*Data provided*.
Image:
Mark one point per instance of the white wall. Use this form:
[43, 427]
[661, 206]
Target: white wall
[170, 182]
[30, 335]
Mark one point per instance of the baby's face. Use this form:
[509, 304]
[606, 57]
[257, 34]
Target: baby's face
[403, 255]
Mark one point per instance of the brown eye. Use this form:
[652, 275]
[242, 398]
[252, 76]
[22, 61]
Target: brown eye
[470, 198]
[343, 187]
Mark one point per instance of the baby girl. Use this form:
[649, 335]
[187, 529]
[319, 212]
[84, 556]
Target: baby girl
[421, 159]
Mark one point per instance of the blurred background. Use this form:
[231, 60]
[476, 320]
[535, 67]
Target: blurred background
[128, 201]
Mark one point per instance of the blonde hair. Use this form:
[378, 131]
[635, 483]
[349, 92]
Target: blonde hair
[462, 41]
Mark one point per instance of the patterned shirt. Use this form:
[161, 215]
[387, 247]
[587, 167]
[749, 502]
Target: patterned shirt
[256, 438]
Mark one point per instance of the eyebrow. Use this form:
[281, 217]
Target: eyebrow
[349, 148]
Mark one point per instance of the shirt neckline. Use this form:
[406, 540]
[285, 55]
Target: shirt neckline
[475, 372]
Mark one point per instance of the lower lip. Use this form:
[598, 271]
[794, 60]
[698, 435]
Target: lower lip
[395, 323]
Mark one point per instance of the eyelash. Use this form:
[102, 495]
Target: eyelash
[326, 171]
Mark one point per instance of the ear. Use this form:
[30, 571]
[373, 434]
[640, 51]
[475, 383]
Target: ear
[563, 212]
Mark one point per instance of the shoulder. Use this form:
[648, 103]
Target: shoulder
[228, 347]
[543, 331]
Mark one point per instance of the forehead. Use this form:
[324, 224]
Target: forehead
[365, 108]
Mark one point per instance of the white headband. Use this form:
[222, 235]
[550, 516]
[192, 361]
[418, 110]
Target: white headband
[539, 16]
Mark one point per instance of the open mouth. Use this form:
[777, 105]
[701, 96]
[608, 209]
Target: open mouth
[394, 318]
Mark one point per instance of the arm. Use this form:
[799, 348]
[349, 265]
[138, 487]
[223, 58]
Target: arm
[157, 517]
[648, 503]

*What is required*.
Recopy all the lines exactly as they appear.

*Full response*.
Image:
Mark one point per instance of the white wall. Use this form:
[43, 427]
[661, 206]
Target: white wall
[170, 182]
[30, 335]
Mark one point per instance of the baby's face. Use this form:
[509, 304]
[606, 57]
[257, 34]
Target: baby's face
[403, 255]
Mark one point per instance of the brown eye. Use this form:
[652, 275]
[242, 398]
[252, 76]
[22, 61]
Target: brown eye
[470, 198]
[343, 187]
Mark one point per instance of the baby girl. Use this form:
[649, 335]
[187, 529]
[319, 212]
[84, 556]
Target: baby girl
[421, 159]
Mark one point per instance of the blurred background. Use this form:
[231, 60]
[476, 320]
[535, 67]
Target: blurred background
[128, 201]
Mark one point per instance of the blonde hair. Use this form:
[378, 131]
[635, 483]
[349, 92]
Target: blonde hair
[462, 41]
Mark one point per instance of the patterned shirt. Use this form:
[161, 215]
[387, 247]
[587, 167]
[749, 502]
Target: patterned shirt
[256, 438]
Mark one point per instance of the eyebrow. Use this form:
[281, 217]
Target: eyebrow
[349, 148]
Mark one point per instance of the shirt neckline. Use this form:
[406, 540]
[285, 55]
Target: shirt neckline
[475, 372]
Mark one point per instance of the lower lip. Use this form:
[598, 271]
[794, 60]
[698, 435]
Target: lower lip
[395, 323]
Mark one point per instance of the eyelash. Use this form:
[102, 495]
Target: eyelash
[326, 171]
Mark one point per instance of the ear. Use this form:
[30, 571]
[373, 434]
[640, 51]
[475, 383]
Target: ear
[563, 212]
Mark one point per instance of the shoulder. Use this form:
[648, 103]
Target: shoulder
[228, 347]
[543, 331]
Mark one point per instance of the forehead. Use this form:
[324, 224]
Target: forehead
[365, 108]
Mark one point per instance of the white headband. Use this form:
[222, 235]
[550, 516]
[192, 361]
[418, 110]
Target: white headband
[539, 16]
Mark one point per instance of the open mouth. Use this form:
[777, 105]
[701, 96]
[608, 209]
Target: open mouth
[394, 318]
Mark one point per instance of the arm. Use this form:
[799, 348]
[349, 265]
[138, 487]
[223, 58]
Target: arm
[157, 517]
[648, 503]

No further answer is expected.